Data for this task ::
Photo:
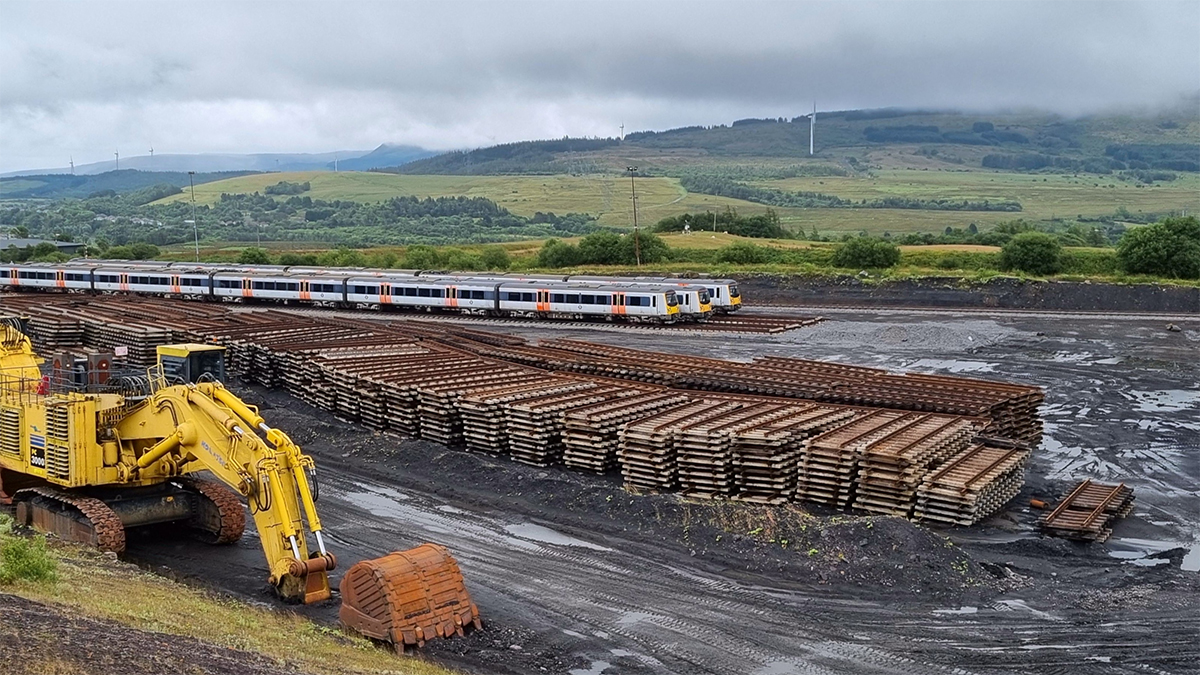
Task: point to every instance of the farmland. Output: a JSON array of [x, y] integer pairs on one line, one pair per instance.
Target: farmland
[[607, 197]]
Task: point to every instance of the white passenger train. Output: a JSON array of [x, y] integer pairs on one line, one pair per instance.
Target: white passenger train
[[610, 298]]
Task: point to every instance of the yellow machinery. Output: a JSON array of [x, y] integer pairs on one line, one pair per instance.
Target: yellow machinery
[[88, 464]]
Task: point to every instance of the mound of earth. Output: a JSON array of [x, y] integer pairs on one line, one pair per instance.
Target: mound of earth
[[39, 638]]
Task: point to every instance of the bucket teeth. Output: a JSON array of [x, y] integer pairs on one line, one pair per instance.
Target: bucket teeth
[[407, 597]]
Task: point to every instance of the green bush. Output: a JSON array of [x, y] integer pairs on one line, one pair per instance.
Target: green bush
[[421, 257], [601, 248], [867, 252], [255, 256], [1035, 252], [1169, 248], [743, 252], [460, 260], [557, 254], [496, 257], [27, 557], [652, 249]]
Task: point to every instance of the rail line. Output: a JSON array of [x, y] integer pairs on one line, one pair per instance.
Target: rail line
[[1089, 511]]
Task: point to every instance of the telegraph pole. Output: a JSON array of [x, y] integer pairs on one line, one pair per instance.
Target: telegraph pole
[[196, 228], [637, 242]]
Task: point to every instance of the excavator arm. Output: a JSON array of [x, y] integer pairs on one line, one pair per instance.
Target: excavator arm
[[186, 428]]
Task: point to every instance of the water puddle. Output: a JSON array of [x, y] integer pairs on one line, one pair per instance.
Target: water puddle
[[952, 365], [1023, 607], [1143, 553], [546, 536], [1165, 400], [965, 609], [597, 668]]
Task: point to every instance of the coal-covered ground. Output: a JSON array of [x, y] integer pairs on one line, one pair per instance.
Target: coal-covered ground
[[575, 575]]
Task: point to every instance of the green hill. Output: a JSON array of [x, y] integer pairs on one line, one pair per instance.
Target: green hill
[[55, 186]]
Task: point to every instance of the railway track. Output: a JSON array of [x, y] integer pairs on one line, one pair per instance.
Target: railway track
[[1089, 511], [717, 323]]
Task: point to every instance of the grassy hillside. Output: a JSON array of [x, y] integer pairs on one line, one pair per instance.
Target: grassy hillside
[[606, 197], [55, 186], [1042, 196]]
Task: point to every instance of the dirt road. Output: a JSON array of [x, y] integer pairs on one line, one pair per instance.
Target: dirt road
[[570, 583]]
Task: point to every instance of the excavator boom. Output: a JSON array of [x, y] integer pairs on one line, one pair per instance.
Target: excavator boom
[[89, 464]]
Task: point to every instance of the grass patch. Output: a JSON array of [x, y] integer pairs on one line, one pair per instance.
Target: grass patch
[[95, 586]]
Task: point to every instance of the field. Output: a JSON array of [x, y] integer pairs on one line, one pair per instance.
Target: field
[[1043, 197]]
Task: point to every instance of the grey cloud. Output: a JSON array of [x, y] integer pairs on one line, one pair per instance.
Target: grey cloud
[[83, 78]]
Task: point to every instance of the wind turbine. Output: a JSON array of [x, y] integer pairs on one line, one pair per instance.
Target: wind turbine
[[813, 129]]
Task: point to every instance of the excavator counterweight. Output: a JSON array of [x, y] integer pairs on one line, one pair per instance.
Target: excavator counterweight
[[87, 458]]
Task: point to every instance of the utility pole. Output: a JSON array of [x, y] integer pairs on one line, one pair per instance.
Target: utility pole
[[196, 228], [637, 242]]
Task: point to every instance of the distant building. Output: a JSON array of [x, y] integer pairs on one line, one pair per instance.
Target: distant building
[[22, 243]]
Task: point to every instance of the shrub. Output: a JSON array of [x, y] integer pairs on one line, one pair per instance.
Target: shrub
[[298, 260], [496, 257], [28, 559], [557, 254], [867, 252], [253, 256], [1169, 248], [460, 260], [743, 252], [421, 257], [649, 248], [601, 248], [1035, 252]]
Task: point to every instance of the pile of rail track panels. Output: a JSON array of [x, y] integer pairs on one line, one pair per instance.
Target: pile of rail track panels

Task directions ::
Return exactly the lines of the data, and only those, from the line with "Task: point to every instance of the grey" through the last line, inclusive.

Reply to the task ::
Task: point to every instance of the grey cloud. Output: a JSON array of [x, y] integer pairs on one line, one pair per instance.
Target: grey cloud
[[83, 78]]
Task: point to every instance of the wind turbine. Output: a JSON array of [x, y] integer pairs on one line, one pair per instance.
Target: wind turbine
[[813, 129]]
Task: point to every instance of the excavator counterweight. Output: a JSON array of [x, y] integer pairs on one line, one pair per instance.
Target: excavator counterweight
[[87, 458]]
Task: point to every instance of the utility pole. Output: a JSON array of [x, y] integer pairs on one line, one pair per instance.
Target: utility pole
[[196, 228], [637, 242]]
Task: point to every instance of the distant building. Output: a JSON array of [x, y] integer pairs on one line, one pair per instance.
Target: distant building
[[22, 243]]
Task: point to every instance of the shrub. Output: a JSON array of [x, y] integer pairs on one line, one pair per instance.
Target: shrub
[[298, 260], [496, 257], [28, 559], [557, 254], [867, 252], [253, 256], [1169, 248], [460, 260], [743, 252], [421, 257], [649, 248], [601, 248], [1035, 252]]
Task: point to every instance of the pile of rail track panels. Output: a JSON array of [x, y] integer pairs on one line, one pair per instance.
Target: pile of rail track panels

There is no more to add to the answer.